--- START ---

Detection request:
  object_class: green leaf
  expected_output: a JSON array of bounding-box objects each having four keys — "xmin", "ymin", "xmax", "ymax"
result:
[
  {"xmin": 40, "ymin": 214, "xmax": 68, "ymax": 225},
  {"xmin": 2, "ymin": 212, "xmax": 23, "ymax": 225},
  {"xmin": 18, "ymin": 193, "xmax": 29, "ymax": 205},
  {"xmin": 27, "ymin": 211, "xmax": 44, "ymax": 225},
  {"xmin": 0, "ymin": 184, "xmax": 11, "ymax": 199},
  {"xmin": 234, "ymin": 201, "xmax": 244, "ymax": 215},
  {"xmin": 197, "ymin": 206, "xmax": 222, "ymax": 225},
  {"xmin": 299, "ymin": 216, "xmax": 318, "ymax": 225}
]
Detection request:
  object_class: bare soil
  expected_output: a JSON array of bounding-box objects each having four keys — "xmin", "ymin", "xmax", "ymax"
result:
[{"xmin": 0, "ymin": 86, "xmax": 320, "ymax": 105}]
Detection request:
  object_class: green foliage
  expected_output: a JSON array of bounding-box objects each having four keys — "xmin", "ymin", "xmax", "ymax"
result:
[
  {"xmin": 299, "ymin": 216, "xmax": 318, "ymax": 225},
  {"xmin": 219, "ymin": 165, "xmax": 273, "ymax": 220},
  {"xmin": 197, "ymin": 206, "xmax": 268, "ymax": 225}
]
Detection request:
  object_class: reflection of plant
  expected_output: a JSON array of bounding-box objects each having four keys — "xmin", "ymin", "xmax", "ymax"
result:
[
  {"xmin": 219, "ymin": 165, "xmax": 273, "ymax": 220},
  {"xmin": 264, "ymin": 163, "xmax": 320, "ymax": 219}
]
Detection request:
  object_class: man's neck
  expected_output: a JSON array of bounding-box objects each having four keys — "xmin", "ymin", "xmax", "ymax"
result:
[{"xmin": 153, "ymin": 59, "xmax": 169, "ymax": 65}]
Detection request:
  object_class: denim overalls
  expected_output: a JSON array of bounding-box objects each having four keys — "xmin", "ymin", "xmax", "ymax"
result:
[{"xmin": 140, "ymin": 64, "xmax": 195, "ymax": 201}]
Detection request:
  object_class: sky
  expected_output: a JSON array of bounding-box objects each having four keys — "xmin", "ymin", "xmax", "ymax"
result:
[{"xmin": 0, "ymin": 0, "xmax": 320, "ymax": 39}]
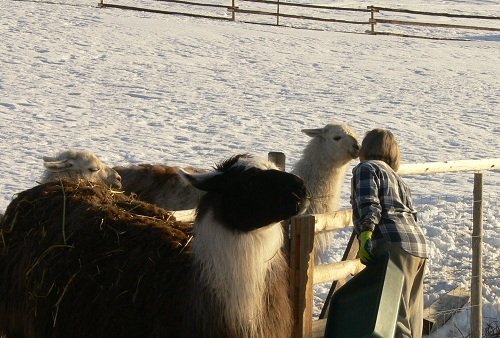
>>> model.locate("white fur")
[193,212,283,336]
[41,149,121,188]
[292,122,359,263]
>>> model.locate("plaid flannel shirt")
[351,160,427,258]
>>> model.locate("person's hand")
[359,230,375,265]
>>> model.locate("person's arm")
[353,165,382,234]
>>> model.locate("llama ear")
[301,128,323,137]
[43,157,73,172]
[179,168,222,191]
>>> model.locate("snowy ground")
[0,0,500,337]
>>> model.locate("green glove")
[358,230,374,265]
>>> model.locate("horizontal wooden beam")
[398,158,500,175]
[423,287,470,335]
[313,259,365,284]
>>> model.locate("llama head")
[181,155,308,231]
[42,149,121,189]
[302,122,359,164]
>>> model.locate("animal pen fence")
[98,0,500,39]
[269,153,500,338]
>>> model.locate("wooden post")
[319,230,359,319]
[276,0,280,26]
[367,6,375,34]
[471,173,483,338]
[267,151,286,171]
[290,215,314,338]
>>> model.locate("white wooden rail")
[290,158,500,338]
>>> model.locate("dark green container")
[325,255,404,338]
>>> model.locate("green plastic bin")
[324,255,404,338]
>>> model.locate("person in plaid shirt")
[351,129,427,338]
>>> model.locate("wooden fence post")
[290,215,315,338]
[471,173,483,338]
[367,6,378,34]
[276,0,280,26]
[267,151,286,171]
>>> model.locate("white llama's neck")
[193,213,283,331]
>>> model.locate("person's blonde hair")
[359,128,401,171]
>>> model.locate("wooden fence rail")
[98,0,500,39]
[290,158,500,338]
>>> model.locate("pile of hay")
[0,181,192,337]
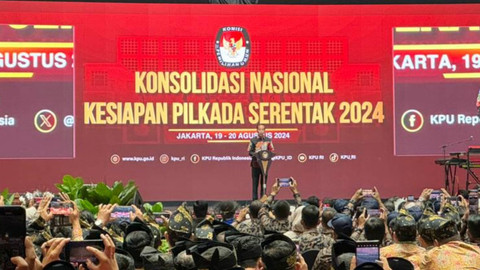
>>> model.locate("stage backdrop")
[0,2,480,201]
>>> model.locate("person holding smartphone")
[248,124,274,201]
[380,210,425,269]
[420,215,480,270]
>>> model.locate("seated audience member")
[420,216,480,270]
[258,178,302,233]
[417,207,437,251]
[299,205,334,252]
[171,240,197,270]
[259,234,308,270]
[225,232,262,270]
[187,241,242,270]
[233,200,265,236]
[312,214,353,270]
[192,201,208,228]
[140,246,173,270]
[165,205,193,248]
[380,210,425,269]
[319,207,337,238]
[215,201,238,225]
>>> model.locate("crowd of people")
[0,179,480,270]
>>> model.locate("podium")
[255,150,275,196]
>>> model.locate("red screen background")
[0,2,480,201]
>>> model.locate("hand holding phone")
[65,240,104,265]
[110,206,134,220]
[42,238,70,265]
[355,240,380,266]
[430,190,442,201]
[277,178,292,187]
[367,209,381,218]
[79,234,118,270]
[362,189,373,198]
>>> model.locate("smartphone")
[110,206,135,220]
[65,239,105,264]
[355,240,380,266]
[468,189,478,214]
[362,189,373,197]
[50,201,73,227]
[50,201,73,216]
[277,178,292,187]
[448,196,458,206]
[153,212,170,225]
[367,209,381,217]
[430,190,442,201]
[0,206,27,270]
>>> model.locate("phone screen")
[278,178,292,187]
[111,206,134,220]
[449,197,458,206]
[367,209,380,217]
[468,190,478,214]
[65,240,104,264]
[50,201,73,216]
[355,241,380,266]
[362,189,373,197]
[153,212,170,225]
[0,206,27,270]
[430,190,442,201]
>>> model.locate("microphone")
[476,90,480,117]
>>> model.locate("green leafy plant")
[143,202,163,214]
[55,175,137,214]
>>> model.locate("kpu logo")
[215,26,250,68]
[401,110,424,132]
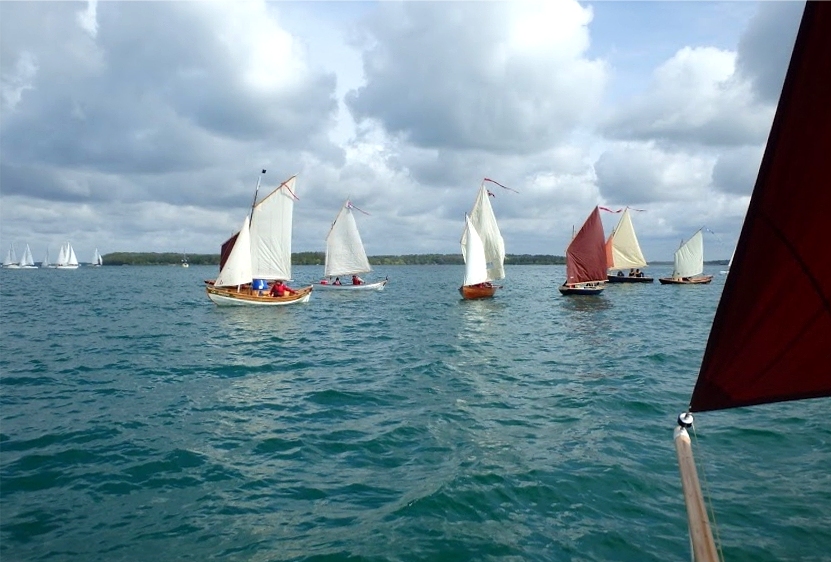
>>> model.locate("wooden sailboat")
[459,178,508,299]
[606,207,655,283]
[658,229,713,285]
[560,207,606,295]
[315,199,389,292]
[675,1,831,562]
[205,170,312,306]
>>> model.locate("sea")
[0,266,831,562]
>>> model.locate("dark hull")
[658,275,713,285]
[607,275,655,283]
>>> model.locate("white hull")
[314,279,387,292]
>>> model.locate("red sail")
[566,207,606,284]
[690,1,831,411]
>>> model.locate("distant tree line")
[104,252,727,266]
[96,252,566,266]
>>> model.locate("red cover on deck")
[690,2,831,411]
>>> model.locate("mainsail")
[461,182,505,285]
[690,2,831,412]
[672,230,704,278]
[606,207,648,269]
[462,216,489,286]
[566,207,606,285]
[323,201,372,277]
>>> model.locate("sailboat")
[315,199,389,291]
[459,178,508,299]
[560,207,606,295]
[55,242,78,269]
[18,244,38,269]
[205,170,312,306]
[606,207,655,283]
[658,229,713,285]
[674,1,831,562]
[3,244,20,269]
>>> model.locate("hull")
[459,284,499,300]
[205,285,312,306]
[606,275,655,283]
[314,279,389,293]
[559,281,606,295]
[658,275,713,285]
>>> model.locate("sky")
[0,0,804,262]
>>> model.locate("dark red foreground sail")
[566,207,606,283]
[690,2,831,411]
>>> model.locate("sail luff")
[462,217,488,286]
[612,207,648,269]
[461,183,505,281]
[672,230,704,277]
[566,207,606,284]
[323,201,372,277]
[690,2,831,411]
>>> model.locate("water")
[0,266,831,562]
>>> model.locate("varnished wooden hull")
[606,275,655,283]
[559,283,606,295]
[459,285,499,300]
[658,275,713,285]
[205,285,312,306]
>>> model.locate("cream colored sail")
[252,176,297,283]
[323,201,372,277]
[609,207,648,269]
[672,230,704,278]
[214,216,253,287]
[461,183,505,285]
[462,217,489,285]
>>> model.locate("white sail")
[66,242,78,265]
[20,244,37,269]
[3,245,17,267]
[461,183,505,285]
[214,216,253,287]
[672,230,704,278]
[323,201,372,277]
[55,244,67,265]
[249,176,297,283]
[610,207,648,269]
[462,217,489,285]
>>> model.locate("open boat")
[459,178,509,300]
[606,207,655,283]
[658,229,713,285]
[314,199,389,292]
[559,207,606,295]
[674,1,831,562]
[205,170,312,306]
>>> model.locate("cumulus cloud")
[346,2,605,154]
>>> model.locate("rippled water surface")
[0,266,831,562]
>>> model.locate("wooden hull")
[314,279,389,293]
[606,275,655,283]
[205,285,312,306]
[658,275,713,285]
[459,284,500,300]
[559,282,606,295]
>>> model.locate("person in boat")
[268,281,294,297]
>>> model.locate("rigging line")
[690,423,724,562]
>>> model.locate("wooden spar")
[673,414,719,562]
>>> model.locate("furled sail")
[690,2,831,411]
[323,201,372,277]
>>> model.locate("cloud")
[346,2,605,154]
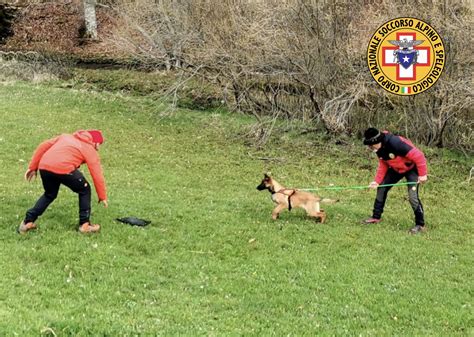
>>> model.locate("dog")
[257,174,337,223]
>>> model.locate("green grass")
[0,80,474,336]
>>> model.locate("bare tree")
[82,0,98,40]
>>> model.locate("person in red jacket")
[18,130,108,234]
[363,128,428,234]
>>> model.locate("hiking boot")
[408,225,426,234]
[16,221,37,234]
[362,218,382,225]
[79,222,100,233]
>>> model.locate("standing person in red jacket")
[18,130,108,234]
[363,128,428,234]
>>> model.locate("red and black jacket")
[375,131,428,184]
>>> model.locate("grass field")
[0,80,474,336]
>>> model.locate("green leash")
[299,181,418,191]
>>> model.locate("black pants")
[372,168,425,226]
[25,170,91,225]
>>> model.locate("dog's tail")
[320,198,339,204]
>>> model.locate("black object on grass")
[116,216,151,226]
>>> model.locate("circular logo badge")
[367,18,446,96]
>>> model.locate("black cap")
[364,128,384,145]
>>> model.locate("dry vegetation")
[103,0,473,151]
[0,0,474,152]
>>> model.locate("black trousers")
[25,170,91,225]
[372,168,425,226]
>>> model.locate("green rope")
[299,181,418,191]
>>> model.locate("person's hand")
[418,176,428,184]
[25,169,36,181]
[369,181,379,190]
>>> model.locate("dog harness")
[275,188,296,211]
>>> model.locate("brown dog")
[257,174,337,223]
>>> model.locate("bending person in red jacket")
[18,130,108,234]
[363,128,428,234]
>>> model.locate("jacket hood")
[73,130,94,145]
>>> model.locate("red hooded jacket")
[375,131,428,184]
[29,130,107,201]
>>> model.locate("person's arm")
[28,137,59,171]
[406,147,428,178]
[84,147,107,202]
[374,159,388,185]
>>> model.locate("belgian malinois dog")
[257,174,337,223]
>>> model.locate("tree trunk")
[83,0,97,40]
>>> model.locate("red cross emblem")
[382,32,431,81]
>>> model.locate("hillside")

--- END ---

AIM OF THE TASK => How many lines of the material above contain the string "cloud"? Case counts. Reply with the number only.

WRITTEN SOLUTION => 2